-- Start MATERIAL PROVIDED --
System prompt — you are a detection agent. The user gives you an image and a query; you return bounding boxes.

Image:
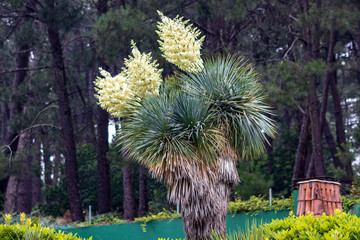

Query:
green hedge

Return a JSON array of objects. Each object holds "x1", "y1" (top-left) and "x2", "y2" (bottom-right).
[
  {"x1": 0, "y1": 213, "x2": 92, "y2": 240},
  {"x1": 263, "y1": 210, "x2": 360, "y2": 240}
]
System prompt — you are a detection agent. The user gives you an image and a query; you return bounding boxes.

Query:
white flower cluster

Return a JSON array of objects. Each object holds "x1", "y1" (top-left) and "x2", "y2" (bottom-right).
[
  {"x1": 95, "y1": 42, "x2": 162, "y2": 117},
  {"x1": 95, "y1": 68, "x2": 132, "y2": 117},
  {"x1": 156, "y1": 11, "x2": 204, "y2": 72},
  {"x1": 123, "y1": 42, "x2": 162, "y2": 98}
]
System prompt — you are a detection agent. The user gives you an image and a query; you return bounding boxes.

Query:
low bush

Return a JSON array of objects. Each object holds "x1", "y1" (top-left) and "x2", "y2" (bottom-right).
[
  {"x1": 0, "y1": 213, "x2": 92, "y2": 240},
  {"x1": 228, "y1": 196, "x2": 293, "y2": 213},
  {"x1": 263, "y1": 209, "x2": 360, "y2": 240}
]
-- End MATERIAL PROVIDED --
■ WHAT YOU SHOULD DO
Rewrite the listing above as a numbered list, one line per item, with blank lines left out. Leave the pictures out of your answer.

■ EXERCISE OUTPUT
1. System prompt — you are a detection agent. The user gives you an image and a query; you return bounding boxes.
2. Image:
3. Query:
4. green hedge
5. Return a JSON array of objects. Each object holds "x1", "y1" (top-left) and "x2", "y2" (bottom-right).
6. [
7.   {"x1": 0, "y1": 213, "x2": 92, "y2": 240},
8.   {"x1": 263, "y1": 210, "x2": 360, "y2": 240}
9. ]
10. System prompt — you are a detection agent. The user gives you an image and a query; you return bounding boxes.
11. Query:
12. white flower cluster
13. Return a JSON array of objects. Each object holds "x1", "y1" (top-left) and "x2", "y2" (bottom-right).
14. [
15.   {"x1": 95, "y1": 42, "x2": 162, "y2": 117},
16.   {"x1": 95, "y1": 68, "x2": 132, "y2": 117},
17.   {"x1": 156, "y1": 11, "x2": 204, "y2": 72},
18.   {"x1": 123, "y1": 42, "x2": 162, "y2": 98}
19. ]
20. System prompt — you are a detection agent. The user gives you an image and a query; you return bounding boxes.
21. Query:
22. low bush
23. Return a JSON array of objects. Each object holds "x1", "y1" (top-left) and "x2", "y2" (bottom-right).
24. [
25.   {"x1": 0, "y1": 213, "x2": 92, "y2": 240},
26.   {"x1": 228, "y1": 196, "x2": 293, "y2": 213},
27.   {"x1": 263, "y1": 209, "x2": 360, "y2": 240}
28. ]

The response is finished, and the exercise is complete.